◆ Text shown
========================

Why do we still have pants? Why hasn’t that changed? And why do we still have bodies? What’s up with that?
@FLERP!
Non sequitur.
Based off your response, I assume you’ve never taught in a classroom. You wouldn’t want students to pose questions of our current systems? You wouldn’t want to pose questions of current established systems in order to extract something meaningful that could be changed?
Why do we still have pants?
We only started wearing pants within the last ~2,500 years. Give or take 100 yrs.
Why hasn’t that changed?
A combination of reasons: climate protection, collaboration of sexes, and of course pants provide social and cultural functions.
And why do we still have bodies? What’s up with that?
Dude, you should just watch COSMOS.
@flerp!
You’re knocking the dude for asking essential questions in order to dissect an issue and understand the problem? Thank goodness you’re not a teacher.
And if you are, I hope you at least get your students to ask the big questions even if you yourself refuse to be a life-long learner.
Also –
1) We didn’t start wearing pants till about ~2,500 yrs ago. Fairly recent in our history.
2) Protection, collaboration among the sexes, social and cultural norms.
3) Dude, just go watch COSMOS.
Yo Mista…welcome to this fray. I agree with most of what you suggest. Let’s see what Zuckerberg does next.
You are a voice of reason and taught in one of the most difficult areas in the US. I participated in a longitudinal study in the S. Bronx decades ago and had to have special training to be in your classrooms as an investigator. Was warned about the hard core kids and how to avoid injury. Thanks for your reasoned thoughts…and I agree about dealing with private companies rather than government, though found that BOTH were active in ‘double dealing’ (as a researcher, I generally reported to the Feds.).
addendum…enjoyed your website, Mo…suggest others visit it and watch Lewis Black describe teachers and their 14 hour days.
Computerized programs to help with all the nutty data-collection mandated by pols sounds like (a)a sell-out supporting the data collection, and (b)a far cry from Zuckerberg’s support of Personalized Education.
I don’t understand why tech is in some category apart from other products and services, where there’s an assumption it will all be high-minded and beneficial to children and no commercial concerns or incentives will come in at all.
Where does that assumption come from? It’s an industry. There can be perfectly “good” people involved in it but that doesn’t change the essential nature of the thing, which is to sell stuff and make a profit. It could be good stuff! It’s still a product or service. It should be evaluated like any other product or service schools purchase without all this mystical “belief” going on.
The tech difference is mostly due the massive amounts of extra profits they have already generated. There are only so many ways to hide such massive amount of money so they see an opportunity to exploit the neoliberal laws Clinton enacted. Through “personalized learning” they can generate lots more cash while getting tax breaks, credits and the ability to write off losses. It a big win for them both financially and a public relations coup. To the uncritical eye with input from the corporate media, they seem to be “philanthropists.”
“The tech difference is mostly due the massive amounts of extra profits they have already generated. ”

========================

Annotation records:
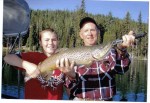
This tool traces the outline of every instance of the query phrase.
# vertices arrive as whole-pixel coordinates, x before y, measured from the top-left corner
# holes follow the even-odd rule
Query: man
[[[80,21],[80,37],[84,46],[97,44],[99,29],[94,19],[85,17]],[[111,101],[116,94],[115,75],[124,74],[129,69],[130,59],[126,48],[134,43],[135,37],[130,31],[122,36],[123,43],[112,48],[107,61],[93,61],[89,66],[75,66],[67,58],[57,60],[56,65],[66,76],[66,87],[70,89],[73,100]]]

========================

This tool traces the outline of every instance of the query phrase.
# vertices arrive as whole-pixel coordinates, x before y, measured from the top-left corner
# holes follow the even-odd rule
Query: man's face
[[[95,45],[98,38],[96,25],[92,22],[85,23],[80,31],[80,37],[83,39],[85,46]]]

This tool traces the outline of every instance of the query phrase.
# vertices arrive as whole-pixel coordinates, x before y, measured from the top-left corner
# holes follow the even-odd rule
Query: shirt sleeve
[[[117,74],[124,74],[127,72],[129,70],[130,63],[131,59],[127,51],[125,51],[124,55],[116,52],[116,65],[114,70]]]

========================

◆ Problem requirements
According to the comment thread, roughly how long ago did people start wearing pants?

◆ The solution
About 2,500 years ago.